▶ Data to use
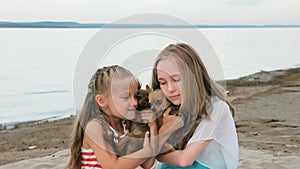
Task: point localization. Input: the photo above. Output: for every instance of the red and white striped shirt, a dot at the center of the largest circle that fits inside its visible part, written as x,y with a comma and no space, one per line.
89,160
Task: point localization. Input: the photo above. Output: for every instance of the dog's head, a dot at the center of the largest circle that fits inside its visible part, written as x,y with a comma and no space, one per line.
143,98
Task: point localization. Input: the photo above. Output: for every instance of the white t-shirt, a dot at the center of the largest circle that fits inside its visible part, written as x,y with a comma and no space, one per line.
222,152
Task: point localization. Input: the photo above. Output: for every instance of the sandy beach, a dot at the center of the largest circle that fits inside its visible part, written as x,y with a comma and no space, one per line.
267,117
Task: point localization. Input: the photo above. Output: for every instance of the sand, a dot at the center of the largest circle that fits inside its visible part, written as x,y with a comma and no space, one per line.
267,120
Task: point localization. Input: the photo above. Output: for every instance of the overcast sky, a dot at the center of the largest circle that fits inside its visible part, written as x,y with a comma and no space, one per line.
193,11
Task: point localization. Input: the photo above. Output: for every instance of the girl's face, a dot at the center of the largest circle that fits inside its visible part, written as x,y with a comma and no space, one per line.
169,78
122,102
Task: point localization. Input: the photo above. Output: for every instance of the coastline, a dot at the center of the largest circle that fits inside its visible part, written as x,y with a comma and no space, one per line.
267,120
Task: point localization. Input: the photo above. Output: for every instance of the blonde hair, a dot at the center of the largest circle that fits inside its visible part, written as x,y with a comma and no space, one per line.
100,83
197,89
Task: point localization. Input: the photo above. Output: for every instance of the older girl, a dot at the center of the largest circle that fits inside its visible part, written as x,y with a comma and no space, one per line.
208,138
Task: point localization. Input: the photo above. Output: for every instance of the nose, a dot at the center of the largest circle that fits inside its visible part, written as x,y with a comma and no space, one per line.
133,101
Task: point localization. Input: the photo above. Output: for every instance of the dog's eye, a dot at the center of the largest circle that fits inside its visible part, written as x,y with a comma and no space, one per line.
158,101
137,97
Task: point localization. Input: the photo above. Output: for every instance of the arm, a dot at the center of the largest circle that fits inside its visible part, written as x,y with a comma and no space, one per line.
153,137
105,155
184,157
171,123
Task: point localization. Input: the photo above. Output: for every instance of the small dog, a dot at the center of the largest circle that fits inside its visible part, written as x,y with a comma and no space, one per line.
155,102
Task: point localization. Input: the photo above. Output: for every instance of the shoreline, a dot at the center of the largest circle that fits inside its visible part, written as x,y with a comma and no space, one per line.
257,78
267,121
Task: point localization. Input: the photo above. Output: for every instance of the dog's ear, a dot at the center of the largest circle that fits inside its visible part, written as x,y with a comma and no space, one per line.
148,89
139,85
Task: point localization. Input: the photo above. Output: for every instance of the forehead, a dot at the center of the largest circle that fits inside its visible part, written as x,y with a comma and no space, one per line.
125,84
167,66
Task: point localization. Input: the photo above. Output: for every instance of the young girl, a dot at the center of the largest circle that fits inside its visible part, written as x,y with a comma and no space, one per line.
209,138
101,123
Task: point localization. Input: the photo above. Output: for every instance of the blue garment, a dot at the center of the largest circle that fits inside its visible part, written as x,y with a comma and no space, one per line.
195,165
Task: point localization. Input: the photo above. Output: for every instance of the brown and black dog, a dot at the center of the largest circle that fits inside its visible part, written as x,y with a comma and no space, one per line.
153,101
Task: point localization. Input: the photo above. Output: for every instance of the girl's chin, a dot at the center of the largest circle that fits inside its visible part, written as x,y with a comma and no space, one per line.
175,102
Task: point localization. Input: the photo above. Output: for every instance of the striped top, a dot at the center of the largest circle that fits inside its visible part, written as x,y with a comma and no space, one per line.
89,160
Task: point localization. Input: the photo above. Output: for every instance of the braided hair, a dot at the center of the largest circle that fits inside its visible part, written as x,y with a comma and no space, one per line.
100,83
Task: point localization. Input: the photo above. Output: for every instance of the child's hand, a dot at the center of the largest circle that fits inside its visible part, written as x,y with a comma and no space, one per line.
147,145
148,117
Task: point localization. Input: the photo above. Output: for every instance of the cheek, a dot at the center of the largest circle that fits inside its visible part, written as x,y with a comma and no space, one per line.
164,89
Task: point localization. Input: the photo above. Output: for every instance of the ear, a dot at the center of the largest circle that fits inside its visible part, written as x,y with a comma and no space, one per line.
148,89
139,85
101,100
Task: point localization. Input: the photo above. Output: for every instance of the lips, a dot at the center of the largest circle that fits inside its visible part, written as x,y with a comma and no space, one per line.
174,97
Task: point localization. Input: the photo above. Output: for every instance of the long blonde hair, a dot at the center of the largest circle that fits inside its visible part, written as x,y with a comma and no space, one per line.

▶ Directions
Each line from the one with "of the striped" to the end of the material should be duplicated exactly, and no other line.

▶ Written answer
Task: point localization. Input: the photo above. Output: for every instance of the striped top, a dot at the center of the largest circle that fits inside its visible part, written as x,y with a comma and no space, one per line.
89,160
Task: point localization. Input: the photo above. Output: for every instance of the braided hair, a dot at the center of the largest circle that fits inside its visible part, written as x,y with a comma and no space, one per line.
100,83
Task: point localization. Input: the photo above. Output: for every instance of the child's hand, a dot at the center of the largest circle that fits inside its visible part, written as x,y with a comma and no space, one per line.
147,145
148,117
Task: point localization. Input: the photo above. Output: for every instance of the cheek, a dot at the center of the largest circle that fits inside its visible part, written as x,y with a comma and no space, one per line.
164,89
Task: point localization. Input: the photo above. Output: for every instance of the ear, a dot at the center of the largest circle that fits inside its visible part, written as x,y with a comma and no space, one per line.
148,89
139,85
101,100
Task: point localization. Input: the photo above. Output: for every instance of the lips, a dot at the center of the largest circle that fits inside its visible part, written as x,y with a comma and no space, one per line.
174,97
Task: point localization. Input: the photo above. Output: for every instance of the long blonde hair, a dot at the center of the largest circle that fits inside its visible part, written as x,y with a comma and no space, one per line.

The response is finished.